Bacaan Tersedia -
.....
Suara.com - Yang telah direnggut tak bisa dikembalikan. Pemerkosa tetap Pemerkosa, yang diperkosa tetap Yang Diperkosa.
Kutipan dari cerita pendek Azul Maya karya Laksmi Pamuntjak ini selaras dengan pantulan realitas yang disampaikan oleh film Madina. Realitas yang tersirat untuk disangkal, bahwa 'rumah' adalah tempat pelarian paling aman bagi manusia.
Namun, baik Indonesia dengan ketidakmampuan memisahkan agama dan politik; serta Kazakhstan dengan kebanggaan atas sekularisme masih dibuat tidak berdaya dengan 'kekerasan seksual'. Para penyintas--para korban, masih meraba-raba ke mana mereka harus berlari.
Madina bisa dibilang tayangan yang spesial dalam Alternativa Film Awards and Festival (AFAF) 2024 di Yogyakarta, Indonesia. Film berdurasi satu jam 17 menit ini mewakili tanah kelahiran AFAF, Kazakhstan.
Baca Juga: Review Film Pengantin Setan, Inikah Rasanya Jadi Istri yang Dicintai Jin?
.....
Soal Singkat 1 - Sebutkan semua nama tempat (negara dan kota) yang muncul dalam bacaan tentang film Madina.

Bahan Tersedia -
.....
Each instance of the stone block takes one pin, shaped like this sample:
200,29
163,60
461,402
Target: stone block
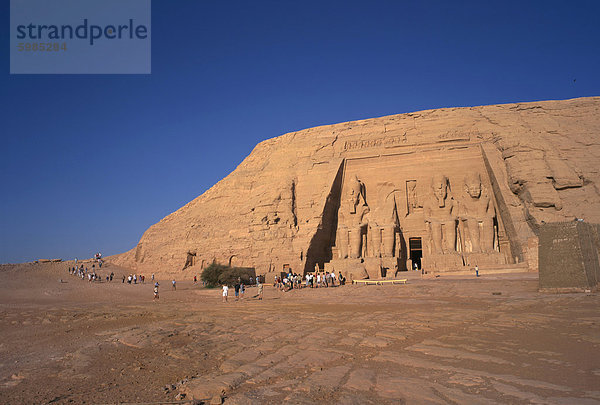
568,257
.....
Soal Singkat 2 - Salin kembali seluruh baris pada Bahan Tersedia secara utuh, tetapi geser setiap angka koordinat pada jawabannya sebesar 109. Gambarnya tidak perlu disertakan.

Jawaban Soal 1 - Indonesia, Kazakhstan, Yogyakarta

Jawaban Soal 2 -
Each instance of the stone block takes one pin, shaped like this sample:
200,29
163,60
461,402
Target: stone block
677,366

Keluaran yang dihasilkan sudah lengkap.